WHAT YOU ARE ASKED TO DO »
Copy out only the material from the line containing "of the dirt" through the line containing "[[790, 383], [64, 399]]", swapping "dirt road" for "gravel road" and changing nothing else.

##### LISTED RECORDS #####

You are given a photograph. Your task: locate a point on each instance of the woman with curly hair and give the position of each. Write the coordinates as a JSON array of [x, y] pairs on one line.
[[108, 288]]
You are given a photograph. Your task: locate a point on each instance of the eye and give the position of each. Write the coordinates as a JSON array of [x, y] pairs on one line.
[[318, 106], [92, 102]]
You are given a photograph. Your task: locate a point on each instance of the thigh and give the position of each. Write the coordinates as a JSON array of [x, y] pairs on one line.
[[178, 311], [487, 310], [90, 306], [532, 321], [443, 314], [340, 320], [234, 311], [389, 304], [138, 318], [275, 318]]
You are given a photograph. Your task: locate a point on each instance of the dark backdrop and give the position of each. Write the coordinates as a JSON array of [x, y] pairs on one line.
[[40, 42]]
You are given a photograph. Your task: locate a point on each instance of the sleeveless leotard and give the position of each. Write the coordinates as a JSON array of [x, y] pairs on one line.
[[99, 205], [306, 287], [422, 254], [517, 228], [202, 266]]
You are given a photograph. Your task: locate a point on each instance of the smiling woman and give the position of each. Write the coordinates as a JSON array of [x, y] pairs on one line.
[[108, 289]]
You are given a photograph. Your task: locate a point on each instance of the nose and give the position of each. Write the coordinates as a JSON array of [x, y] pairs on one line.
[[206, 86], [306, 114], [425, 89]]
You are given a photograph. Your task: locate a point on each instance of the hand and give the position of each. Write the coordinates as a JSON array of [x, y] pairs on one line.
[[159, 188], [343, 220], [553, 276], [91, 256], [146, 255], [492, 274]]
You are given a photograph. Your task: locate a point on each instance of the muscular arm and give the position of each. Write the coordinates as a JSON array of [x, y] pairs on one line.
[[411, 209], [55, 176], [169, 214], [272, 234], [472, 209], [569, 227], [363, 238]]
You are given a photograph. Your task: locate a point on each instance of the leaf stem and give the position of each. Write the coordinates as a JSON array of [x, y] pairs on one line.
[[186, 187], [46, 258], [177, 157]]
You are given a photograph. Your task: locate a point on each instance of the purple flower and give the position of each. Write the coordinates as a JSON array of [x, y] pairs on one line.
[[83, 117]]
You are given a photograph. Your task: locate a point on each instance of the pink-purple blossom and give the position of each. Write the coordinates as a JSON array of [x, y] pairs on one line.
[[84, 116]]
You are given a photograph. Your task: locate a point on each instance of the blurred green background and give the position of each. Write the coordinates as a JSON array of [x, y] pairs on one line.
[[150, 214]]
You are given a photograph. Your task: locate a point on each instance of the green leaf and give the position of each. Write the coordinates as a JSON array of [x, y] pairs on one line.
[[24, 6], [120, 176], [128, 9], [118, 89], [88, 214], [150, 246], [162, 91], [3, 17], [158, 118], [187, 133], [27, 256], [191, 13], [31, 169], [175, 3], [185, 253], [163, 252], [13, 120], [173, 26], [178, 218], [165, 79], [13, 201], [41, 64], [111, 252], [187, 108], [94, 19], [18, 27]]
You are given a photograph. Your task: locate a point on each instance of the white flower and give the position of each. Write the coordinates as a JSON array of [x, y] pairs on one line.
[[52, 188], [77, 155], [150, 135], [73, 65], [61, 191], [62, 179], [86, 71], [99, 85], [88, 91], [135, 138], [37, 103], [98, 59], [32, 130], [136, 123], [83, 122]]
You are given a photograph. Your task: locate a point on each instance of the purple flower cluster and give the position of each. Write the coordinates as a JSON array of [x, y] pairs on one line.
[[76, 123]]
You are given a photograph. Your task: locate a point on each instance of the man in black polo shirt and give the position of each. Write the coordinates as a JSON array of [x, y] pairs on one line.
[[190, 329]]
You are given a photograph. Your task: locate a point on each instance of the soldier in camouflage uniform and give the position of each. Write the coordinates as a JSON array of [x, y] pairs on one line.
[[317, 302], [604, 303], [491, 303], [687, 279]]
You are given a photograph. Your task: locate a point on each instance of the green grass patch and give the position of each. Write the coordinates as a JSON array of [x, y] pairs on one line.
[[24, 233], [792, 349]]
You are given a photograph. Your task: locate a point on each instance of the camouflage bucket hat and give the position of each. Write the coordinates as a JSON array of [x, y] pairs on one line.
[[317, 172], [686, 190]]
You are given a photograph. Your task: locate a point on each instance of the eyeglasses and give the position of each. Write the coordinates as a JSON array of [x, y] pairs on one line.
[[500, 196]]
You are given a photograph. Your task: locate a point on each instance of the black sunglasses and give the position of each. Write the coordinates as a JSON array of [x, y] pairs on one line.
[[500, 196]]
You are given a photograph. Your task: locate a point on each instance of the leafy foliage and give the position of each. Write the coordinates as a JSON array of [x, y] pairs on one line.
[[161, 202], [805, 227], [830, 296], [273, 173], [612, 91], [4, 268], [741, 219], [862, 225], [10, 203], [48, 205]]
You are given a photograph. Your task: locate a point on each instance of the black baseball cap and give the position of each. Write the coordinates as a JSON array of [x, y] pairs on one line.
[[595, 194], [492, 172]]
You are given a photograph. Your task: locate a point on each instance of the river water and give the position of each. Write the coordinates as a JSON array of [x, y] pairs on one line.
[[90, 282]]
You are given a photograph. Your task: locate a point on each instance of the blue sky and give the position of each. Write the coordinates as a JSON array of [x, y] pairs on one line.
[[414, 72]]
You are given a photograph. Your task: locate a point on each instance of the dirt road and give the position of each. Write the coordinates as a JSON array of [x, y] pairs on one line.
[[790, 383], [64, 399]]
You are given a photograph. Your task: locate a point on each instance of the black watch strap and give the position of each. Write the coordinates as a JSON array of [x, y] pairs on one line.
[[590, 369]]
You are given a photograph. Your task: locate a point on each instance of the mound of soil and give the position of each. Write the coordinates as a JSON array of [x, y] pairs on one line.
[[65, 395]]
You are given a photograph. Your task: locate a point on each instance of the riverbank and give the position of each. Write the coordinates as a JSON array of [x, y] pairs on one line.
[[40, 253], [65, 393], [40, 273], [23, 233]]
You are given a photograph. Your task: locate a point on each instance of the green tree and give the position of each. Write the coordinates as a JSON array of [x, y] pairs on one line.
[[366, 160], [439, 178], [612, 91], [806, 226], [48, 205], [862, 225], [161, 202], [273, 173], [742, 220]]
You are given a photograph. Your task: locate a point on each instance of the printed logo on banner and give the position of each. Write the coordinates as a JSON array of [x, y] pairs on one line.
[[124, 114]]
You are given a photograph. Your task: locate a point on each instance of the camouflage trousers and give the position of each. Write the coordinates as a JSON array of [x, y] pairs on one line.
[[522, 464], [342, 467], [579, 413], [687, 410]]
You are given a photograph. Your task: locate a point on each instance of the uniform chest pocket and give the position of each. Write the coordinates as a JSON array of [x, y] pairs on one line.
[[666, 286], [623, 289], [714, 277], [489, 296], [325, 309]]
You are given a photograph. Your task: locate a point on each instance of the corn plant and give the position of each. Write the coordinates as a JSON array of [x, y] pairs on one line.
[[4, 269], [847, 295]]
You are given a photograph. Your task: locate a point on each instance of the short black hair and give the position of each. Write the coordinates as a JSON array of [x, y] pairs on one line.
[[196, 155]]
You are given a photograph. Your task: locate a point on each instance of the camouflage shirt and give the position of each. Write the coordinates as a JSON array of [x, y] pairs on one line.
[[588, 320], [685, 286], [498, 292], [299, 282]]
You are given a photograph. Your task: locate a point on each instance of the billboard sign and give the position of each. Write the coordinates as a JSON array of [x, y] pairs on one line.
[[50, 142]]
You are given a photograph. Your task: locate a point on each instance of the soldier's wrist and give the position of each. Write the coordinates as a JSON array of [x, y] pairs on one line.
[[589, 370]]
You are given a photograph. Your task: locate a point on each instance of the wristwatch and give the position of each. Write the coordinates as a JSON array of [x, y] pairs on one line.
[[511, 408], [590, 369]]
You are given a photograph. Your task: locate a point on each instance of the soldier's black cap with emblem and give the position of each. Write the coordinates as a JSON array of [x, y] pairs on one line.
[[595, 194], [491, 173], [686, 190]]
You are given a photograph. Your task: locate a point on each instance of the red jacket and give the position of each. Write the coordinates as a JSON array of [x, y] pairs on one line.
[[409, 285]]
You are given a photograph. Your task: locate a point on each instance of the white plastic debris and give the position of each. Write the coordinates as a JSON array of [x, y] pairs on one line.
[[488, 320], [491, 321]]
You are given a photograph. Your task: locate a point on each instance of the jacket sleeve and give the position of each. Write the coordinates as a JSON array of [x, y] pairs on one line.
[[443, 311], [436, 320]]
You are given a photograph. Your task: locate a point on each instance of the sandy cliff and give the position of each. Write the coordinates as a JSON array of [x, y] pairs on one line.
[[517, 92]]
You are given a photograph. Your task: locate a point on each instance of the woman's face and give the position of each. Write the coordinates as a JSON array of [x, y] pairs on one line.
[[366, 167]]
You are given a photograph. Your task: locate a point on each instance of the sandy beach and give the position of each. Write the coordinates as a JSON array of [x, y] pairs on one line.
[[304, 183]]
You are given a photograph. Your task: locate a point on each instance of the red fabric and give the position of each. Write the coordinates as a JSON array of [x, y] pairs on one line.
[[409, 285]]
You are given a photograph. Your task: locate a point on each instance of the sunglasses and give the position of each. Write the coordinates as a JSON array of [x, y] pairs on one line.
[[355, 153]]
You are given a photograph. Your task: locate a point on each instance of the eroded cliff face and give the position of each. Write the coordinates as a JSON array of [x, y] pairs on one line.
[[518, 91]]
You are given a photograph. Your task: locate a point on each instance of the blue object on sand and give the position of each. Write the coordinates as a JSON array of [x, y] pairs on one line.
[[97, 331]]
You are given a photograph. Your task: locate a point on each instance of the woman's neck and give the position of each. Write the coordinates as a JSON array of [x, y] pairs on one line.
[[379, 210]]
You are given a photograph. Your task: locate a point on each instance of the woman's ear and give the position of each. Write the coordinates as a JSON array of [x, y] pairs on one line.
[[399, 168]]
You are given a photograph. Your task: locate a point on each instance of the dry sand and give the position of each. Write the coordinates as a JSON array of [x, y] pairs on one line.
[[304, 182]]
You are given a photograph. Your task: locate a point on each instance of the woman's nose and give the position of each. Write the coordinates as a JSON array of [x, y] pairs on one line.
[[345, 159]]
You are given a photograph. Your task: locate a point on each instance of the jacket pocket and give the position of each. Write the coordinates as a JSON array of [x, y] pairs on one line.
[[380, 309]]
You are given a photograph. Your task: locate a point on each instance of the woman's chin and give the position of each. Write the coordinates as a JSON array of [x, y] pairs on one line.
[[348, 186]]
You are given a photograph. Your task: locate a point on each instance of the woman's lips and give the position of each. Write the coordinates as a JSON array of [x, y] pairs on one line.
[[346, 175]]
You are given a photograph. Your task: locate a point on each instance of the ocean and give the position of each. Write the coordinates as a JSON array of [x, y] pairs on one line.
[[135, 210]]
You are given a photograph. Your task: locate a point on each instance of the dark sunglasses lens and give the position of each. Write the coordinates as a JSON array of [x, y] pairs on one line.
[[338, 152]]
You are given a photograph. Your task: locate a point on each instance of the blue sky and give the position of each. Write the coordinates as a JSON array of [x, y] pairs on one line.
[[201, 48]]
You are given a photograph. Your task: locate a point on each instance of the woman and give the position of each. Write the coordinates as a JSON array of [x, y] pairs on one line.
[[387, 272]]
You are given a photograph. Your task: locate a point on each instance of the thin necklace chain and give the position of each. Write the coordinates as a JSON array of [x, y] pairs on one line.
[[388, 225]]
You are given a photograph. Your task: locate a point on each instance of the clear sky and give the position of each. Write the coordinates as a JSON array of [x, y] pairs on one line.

#####

COMPLETED EXERCISE »
You are given a photograph. Your task: locate a point on each instance of the gravel road and give the position of each. Write the coordinates as a JSON array of [x, y] pairs on one line.
[[790, 383], [64, 399]]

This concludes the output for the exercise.